Work to complete: Can you reproduce every one of the records below word for word, keeping each line unchanged?

---+---

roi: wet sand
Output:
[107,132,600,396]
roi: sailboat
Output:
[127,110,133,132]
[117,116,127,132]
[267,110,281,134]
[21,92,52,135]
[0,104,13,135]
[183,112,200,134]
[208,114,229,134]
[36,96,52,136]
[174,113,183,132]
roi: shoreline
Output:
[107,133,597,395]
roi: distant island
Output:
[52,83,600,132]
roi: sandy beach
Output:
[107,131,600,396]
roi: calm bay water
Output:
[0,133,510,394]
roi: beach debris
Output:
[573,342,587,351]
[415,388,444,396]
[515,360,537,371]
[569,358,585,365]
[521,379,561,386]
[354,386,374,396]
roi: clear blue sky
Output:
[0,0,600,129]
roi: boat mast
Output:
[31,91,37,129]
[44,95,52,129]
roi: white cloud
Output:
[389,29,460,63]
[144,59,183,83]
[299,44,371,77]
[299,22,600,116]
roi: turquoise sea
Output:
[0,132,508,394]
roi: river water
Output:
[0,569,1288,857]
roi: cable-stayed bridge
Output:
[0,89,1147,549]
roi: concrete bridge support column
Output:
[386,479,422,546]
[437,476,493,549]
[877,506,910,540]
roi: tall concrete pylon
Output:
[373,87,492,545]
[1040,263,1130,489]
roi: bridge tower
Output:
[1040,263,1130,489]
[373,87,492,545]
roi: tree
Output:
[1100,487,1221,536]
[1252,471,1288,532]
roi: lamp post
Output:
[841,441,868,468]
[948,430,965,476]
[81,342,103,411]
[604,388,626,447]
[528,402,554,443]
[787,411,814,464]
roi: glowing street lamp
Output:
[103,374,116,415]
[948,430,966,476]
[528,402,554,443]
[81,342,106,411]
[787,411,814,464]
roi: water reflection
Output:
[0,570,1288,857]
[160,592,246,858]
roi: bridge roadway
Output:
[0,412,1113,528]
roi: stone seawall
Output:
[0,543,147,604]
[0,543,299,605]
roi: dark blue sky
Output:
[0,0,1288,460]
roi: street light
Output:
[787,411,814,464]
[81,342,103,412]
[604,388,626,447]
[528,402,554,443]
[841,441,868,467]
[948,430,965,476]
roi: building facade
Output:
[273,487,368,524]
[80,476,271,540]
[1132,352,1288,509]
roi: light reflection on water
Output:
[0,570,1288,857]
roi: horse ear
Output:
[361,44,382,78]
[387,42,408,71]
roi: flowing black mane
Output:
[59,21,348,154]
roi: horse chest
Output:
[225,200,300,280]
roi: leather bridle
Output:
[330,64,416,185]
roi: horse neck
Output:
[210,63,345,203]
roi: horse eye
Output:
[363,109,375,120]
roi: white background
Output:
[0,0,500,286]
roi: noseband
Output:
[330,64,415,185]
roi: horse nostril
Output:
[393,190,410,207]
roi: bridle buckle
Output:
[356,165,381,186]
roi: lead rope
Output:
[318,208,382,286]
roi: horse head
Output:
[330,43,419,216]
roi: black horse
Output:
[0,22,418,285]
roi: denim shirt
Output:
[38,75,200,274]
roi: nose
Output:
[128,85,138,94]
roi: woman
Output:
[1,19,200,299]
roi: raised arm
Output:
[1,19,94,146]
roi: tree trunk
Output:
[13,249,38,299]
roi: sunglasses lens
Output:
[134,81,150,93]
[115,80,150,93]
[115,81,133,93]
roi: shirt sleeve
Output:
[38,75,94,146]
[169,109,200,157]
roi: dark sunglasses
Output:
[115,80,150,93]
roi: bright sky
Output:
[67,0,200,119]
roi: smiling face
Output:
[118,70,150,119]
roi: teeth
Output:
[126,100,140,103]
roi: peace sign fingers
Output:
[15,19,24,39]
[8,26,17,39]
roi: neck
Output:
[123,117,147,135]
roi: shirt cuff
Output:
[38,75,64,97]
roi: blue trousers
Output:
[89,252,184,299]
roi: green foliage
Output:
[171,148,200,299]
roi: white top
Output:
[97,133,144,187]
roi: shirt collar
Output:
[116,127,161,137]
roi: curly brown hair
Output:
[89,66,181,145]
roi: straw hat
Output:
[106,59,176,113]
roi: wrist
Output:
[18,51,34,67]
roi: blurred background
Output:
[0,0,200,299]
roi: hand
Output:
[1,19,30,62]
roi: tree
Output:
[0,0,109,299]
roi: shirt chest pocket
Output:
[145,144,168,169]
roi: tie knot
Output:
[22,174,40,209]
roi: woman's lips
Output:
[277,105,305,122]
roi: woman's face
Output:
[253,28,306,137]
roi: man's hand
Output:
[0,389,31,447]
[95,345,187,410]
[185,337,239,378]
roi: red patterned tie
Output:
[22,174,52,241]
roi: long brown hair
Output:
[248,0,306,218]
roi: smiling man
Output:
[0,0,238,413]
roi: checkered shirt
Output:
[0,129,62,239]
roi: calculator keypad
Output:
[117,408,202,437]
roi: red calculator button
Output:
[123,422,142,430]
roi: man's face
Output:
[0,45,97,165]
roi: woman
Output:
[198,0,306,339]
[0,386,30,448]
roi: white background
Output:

---+---

Full response:
roi: wet sand
Output:
[107,132,600,396]
roi: sailboat
Output:
[127,110,133,132]
[117,116,127,132]
[267,110,281,134]
[21,92,52,135]
[0,104,13,135]
[183,112,200,134]
[208,114,229,134]
[36,96,52,136]
[174,113,183,132]
roi: shoreline
Output:
[107,133,597,395]
roi: distant island
Output:
[52,83,600,132]
roi: sandy beach
Output:
[107,131,600,396]
roi: calm bay water
Output:
[0,133,510,394]
roi: beach debris
Output:
[573,342,587,351]
[415,388,444,396]
[515,360,537,371]
[569,358,585,365]
[521,379,561,386]
[354,386,374,396]
roi: clear blue sky
Output:
[0,0,600,129]
roi: boat mast
Output:
[31,91,37,129]
[44,95,52,129]
roi: white cloud
Output:
[389,29,460,63]
[144,59,183,83]
[299,44,371,77]
[299,22,600,116]
roi: turquoise sea
Output:
[0,132,508,394]
roi: river water
Output:
[0,569,1288,857]
roi: cable-stayed bridge
Output:
[0,89,1147,549]
roi: concrete bridge support column
Output:
[386,479,422,546]
[437,476,493,549]
[877,506,910,540]
roi: tall concrete pylon
Output:
[373,87,492,545]
[1040,263,1130,489]
roi: bridge tower
Output:
[1040,263,1130,489]
[373,87,492,545]
roi: tree
Output:
[1100,487,1221,536]
[1252,471,1288,532]
roi: lamp post
Output:
[841,441,868,468]
[948,430,965,476]
[81,342,103,411]
[604,388,626,447]
[528,402,554,443]
[787,411,814,464]
roi: glowing street lamp
Output:
[103,374,116,415]
[948,430,966,476]
[528,402,554,443]
[81,342,106,411]
[787,411,814,464]
roi: water reflection
Output:
[0,570,1288,857]
[160,592,246,858]
roi: bridge roadway
Output:
[0,412,1113,528]
roi: stone seawall
Output:
[0,543,147,604]
[0,543,299,605]
roi: dark blue sky
Output:
[0,0,1288,460]
roi: street light
Output:
[787,411,814,464]
[81,342,103,412]
[604,388,626,447]
[528,402,554,443]
[841,441,868,467]
[948,430,965,476]
roi: building facade
Output:
[273,487,368,524]
[80,476,271,540]
[1132,352,1288,509]
roi: light reflection on water
Output:
[0,570,1288,857]
roi: horse ear
Output:
[361,44,382,78]
[387,42,408,71]
roi: flowing black mane
Output:
[59,21,348,154]
roi: horse chest
Output:
[225,200,300,280]
roi: leather bridle
Output:
[330,64,416,185]
roi: horse neck
Output:
[210,63,345,203]
roi: horse eye
Output:
[363,109,375,120]
roi: white background
Output:
[0,0,500,286]
roi: noseband
Output:
[330,64,415,185]
roi: horse nostril
Output:
[393,190,410,207]
roi: bridle buckle
Output:
[356,165,381,186]
roi: lead rope
Output:
[318,208,382,286]
roi: horse head
Output:
[330,43,419,216]
roi: black horse
Output:
[0,22,418,285]
roi: denim shirt
Output:
[38,75,200,274]
roi: nose
Output:
[128,85,138,94]
roi: woman
Output:
[1,19,200,299]
roi: raised arm
Output:
[1,19,94,146]
roi: tree trunk
Output:
[13,249,38,299]
roi: sunglasses lens
Output:
[134,81,150,93]
[115,80,150,93]
[115,81,133,93]
roi: shirt sleeve
Output:
[38,75,94,146]
[169,109,200,157]
roi: dark sunglasses
Output:
[115,80,150,93]
roi: bright sky
Output:
[67,0,200,119]
roi: smiling face
Output:
[118,70,150,119]
roi: teeth
Output:
[126,100,140,103]
roi: peace sign fingers
Output:
[15,19,24,39]
[8,26,17,39]
roi: neck
Output:
[123,117,147,135]
roi: shirt cuff
Output:
[38,75,64,97]
roi: blue trousers
Output:
[89,252,184,299]
roi: green foliage
Output:
[171,148,200,299]
roi: white top
Output:
[97,133,144,187]
roi: shirt collar
Output:
[116,127,161,137]
roi: curly brown hair
Output:
[89,66,181,145]
roi: straw hat
Output:
[106,59,176,113]
roi: wrist
Output:
[18,51,34,67]
roi: blurred background
Output:
[0,0,200,299]
roi: hand
Output:
[1,19,30,62]
roi: tree
Output:
[0,0,109,299]
roi: shirt chest pocket
Output:
[145,144,168,169]
roi: tie knot
Output:
[22,174,40,209]
roi: woman's lips
Output:
[277,105,305,122]
roi: woman's face
Output:
[253,28,306,137]
roi: man's hand
Output:
[0,389,31,447]
[95,345,187,410]
[185,337,239,378]
roi: red patterned tie
Output:
[22,174,52,241]
roi: long brown hair
Output:
[248,0,306,218]
roi: smiling man
Output:
[0,0,238,413]
roi: checkered shirt
Output:
[0,129,62,239]
roi: calculator keypad
Output:
[117,408,202,437]
roi: red calculator button
Output:
[123,422,142,430]
roi: man's face
Output:
[0,45,97,165]
roi: woman
Output:
[198,0,306,339]
[0,386,30,448]
roi: white background
Output:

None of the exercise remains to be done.